*Problem to solve*: Omit all pictures. Quote the lines from the one with "point: zebra herd" through the end of the listing below, exactly as they appear.

*Data rows*:

+ + +

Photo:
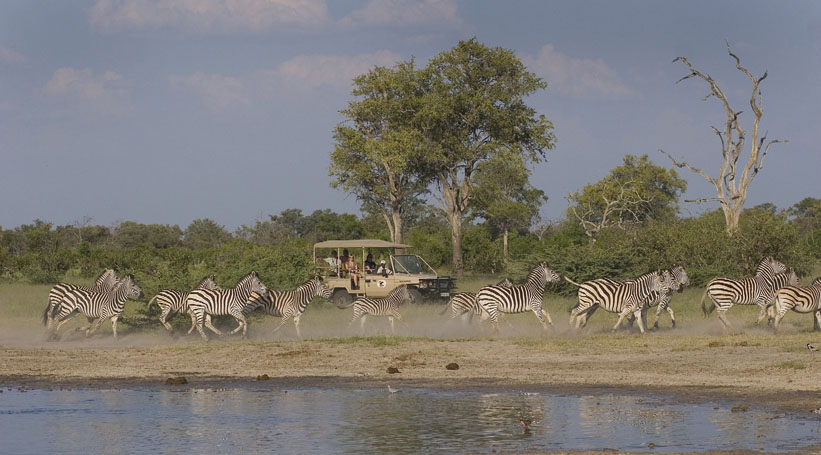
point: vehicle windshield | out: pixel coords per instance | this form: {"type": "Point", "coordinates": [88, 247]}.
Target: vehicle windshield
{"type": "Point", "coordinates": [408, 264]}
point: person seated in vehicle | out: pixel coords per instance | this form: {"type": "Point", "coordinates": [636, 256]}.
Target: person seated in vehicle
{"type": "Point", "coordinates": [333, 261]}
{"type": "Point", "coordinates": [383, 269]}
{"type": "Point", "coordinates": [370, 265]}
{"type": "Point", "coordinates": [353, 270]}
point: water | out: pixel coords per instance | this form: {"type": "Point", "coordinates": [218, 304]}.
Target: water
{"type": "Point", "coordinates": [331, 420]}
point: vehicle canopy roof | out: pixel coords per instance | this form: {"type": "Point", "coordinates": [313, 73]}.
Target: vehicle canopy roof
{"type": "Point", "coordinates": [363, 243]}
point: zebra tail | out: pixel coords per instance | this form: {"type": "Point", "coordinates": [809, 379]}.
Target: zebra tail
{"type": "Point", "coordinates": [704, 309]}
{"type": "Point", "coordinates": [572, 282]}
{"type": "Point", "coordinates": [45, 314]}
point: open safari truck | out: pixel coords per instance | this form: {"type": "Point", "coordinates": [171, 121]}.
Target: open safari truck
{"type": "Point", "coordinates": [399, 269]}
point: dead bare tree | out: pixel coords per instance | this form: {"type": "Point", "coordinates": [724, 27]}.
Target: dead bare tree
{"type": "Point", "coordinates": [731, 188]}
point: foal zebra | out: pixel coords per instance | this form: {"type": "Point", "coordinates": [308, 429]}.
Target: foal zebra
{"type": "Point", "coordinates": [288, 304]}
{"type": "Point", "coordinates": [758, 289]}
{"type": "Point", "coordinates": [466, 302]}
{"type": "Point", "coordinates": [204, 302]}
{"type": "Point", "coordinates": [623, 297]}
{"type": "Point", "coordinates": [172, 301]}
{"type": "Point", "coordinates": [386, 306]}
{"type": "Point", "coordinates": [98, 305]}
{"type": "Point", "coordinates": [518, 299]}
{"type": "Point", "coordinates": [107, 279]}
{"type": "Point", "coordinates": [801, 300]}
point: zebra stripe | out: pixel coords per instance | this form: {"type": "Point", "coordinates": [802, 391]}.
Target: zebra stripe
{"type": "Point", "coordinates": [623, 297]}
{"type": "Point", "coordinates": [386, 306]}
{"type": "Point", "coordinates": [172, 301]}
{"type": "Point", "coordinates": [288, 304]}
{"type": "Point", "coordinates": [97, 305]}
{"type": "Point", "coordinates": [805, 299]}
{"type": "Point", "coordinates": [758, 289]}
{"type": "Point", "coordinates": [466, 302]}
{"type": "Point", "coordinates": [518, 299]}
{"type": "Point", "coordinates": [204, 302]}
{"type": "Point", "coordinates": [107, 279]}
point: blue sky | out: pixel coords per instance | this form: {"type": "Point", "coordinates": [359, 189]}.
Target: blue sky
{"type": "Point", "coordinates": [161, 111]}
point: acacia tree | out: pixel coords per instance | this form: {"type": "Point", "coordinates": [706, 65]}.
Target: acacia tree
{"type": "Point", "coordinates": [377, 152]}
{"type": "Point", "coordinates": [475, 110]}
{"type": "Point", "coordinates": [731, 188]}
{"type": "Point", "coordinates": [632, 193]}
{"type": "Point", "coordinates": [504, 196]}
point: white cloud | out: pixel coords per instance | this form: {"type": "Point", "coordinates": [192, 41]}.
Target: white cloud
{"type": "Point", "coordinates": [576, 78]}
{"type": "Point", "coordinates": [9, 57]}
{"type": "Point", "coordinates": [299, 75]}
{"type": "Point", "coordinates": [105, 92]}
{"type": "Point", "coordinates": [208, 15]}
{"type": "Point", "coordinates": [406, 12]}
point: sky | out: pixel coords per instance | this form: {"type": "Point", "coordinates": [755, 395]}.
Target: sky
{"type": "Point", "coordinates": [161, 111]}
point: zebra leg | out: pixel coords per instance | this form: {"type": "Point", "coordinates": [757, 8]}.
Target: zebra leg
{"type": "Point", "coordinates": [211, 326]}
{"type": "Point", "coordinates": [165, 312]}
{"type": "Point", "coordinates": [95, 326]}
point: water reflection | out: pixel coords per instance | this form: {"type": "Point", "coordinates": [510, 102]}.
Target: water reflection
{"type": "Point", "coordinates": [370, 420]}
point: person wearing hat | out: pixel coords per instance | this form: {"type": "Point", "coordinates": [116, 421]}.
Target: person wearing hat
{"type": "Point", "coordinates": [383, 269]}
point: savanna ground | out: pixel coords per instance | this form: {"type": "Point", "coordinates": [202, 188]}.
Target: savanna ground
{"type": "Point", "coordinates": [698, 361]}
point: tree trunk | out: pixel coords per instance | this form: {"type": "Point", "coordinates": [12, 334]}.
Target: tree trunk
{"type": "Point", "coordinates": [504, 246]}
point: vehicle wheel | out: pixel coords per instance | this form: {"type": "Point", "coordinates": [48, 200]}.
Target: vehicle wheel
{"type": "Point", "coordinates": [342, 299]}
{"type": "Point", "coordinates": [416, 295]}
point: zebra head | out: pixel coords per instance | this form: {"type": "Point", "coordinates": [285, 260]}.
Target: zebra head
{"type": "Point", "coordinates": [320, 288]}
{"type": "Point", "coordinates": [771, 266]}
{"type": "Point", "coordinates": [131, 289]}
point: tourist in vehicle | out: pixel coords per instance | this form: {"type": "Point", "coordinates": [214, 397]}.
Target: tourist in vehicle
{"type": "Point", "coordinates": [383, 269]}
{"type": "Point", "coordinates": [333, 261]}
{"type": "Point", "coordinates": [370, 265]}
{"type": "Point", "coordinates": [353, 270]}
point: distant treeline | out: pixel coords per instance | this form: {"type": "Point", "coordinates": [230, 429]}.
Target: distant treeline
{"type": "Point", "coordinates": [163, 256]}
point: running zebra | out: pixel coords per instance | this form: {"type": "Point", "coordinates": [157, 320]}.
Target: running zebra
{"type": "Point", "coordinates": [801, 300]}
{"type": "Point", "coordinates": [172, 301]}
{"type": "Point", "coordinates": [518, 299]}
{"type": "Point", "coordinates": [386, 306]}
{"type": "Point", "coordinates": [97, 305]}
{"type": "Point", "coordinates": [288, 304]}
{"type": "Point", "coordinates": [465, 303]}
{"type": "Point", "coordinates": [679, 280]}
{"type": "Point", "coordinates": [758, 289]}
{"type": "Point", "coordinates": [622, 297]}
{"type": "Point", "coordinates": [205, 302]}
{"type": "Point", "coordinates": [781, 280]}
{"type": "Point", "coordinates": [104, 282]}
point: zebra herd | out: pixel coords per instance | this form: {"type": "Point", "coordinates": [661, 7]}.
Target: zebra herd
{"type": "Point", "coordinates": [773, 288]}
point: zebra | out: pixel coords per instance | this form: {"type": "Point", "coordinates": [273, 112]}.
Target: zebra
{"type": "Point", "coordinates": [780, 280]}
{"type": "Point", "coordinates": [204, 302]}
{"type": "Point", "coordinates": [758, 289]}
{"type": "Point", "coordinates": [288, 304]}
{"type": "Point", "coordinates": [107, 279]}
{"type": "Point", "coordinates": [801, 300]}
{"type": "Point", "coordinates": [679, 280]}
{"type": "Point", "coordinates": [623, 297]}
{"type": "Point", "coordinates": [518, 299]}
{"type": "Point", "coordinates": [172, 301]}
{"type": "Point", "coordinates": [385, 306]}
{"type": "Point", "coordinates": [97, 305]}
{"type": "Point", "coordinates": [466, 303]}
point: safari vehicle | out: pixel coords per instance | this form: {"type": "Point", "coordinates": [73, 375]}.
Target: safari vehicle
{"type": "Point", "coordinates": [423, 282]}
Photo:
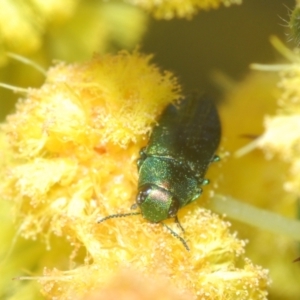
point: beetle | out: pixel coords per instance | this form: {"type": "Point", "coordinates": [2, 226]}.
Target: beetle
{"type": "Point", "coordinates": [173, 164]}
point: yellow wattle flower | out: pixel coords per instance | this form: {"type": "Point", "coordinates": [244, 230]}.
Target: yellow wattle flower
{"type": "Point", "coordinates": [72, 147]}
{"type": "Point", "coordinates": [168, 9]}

+ + +

*Worked solution*:
point: zebra herd | out: pixel coords per instance | this form: {"type": "Point", "coordinates": [661, 7]}.
Target: zebra herd
{"type": "Point", "coordinates": [773, 288]}
point: zebra | out: pixel coords per instance | this form: {"type": "Point", "coordinates": [273, 112]}.
Target: zebra
{"type": "Point", "coordinates": [780, 280]}
{"type": "Point", "coordinates": [204, 302]}
{"type": "Point", "coordinates": [758, 289]}
{"type": "Point", "coordinates": [288, 304]}
{"type": "Point", "coordinates": [107, 279]}
{"type": "Point", "coordinates": [801, 300]}
{"type": "Point", "coordinates": [679, 280]}
{"type": "Point", "coordinates": [623, 297]}
{"type": "Point", "coordinates": [518, 299]}
{"type": "Point", "coordinates": [172, 301]}
{"type": "Point", "coordinates": [385, 306]}
{"type": "Point", "coordinates": [97, 305]}
{"type": "Point", "coordinates": [466, 303]}
point: safari vehicle | out: pixel coords per instance | this form: {"type": "Point", "coordinates": [73, 375]}.
Target: safari vehicle
{"type": "Point", "coordinates": [423, 282]}
Photo:
point: beetle | out: pixel coords per instance | this form: {"type": "Point", "coordinates": [2, 226]}.
Target: beetle
{"type": "Point", "coordinates": [173, 164]}
point: yellow wattle flower | out: pixel coords per instance | this form: {"type": "Point", "coordinates": [244, 230]}.
Target: yellow wattle flower
{"type": "Point", "coordinates": [72, 147]}
{"type": "Point", "coordinates": [168, 9]}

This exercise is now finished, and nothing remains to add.